## PROBLEMS TO WORK ON
1) Return the portion of the passage on battery prices that begins at the words "In this article" and stops after "for its construction.", without any changes.
2) In the passage on battery prices, by what percentage does Goldman Sachs expect the average annual price of automotive batteries to fall between now and 2030?
3) Write what comes next in the passage on battery prices, starting after its final sentence.

## PASSAGE PROVIDED
•••

Over the last year we have seen sharp declines in nickel, cobalt and manganese prices.
Since the increase in the price of these metals was the determinant of the increase in the price of electric batteries in the 2021-2022 cycle, it may be useful to ask ourselves how much the prices of these batteries could/should decrease in relation to the lower price of the three metals .

According to Goldman Sachs forecasts, the average annual price of automotive batteries is expected to fall by 11% between now and 2030. This would mean that by 2025 the production costs of electric cars (EVs) should equal those of cars with combustion engines without the help of state subsidies.

To observe the price changes of electric batteries you can use the Should Cost tool present in the tools section on the PricePedia website.
In this article we will show a possible use of this tool to evaluate the possible decrease of a specific battery. In order to carry out a detailed analysis, it is necessary to choose a specific battery to focus on and then identify the main materials necessary for its construction.

•••

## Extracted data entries

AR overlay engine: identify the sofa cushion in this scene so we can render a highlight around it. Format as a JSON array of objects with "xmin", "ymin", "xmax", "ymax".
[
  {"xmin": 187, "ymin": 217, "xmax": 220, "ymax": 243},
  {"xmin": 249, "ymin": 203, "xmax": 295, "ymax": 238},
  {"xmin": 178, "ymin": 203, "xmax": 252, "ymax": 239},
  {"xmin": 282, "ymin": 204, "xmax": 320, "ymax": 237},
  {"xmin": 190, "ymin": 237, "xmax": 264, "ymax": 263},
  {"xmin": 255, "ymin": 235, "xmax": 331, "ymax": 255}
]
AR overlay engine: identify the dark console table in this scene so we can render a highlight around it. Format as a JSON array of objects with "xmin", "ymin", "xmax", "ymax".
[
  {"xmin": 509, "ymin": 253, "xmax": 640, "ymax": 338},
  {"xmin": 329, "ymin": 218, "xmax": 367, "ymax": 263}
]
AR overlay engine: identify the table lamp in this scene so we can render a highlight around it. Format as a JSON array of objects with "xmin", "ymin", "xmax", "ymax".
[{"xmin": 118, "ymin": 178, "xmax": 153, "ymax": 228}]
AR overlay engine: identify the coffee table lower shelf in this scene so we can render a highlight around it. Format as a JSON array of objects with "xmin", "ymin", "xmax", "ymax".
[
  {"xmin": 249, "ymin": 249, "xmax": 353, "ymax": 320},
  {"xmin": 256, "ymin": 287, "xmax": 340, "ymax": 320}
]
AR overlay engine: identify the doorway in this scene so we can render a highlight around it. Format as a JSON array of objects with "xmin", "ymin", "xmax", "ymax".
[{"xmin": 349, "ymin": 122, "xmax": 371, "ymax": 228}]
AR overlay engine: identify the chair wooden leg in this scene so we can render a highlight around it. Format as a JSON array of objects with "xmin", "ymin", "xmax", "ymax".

•••

## ANSWERS BELOW
1)
In this article we will show a possible use of this tool to evaluate the possible decrease of a specific battery. In order to carry out a detailed analysis, it is necessary to choose a specific battery to focus on and then identify the main materials necessary for its construction.

2) 11%

3)
The battery chosen as the object of this analysis is the lithium battery[1] of the NMC111 type,[2] characterized by the same weight of nickel, manganese and cobalt.
These three metals are combined together with lithium to construct the cathode. Lithium is used together with graphite to form the anode. Two other metals that are used to produce these batteries are:

  • the copper which is used to make the external circuit;[3]
  • the aluminium used for the external casing of the battery.

Should Cost Calculation

To calculate the should cost we proceed through two distinct phases: the first is the Cost Breakdown Analysis and the second is the actual calculation of the Should Cost through the use of the Cost Drivers.

Cost Breakdown Analysis

Cost Breakdown Analysis involves the detailed breakdown of the total costs of a product or service into specific components. The goal of this initial analysis is to identify and understand the factors that contribute to overall costs.
It is useful to produce this breakdown by distinguishing the production inputs into two distinct groups. In the first group, those inputs that contribute to determining the weight of the final product (for example in this case metals) must be considered. The other inputs must be considered in the second group. In this way the impact of the first group of inputs on the total cost of the product can be done by passing through their weight.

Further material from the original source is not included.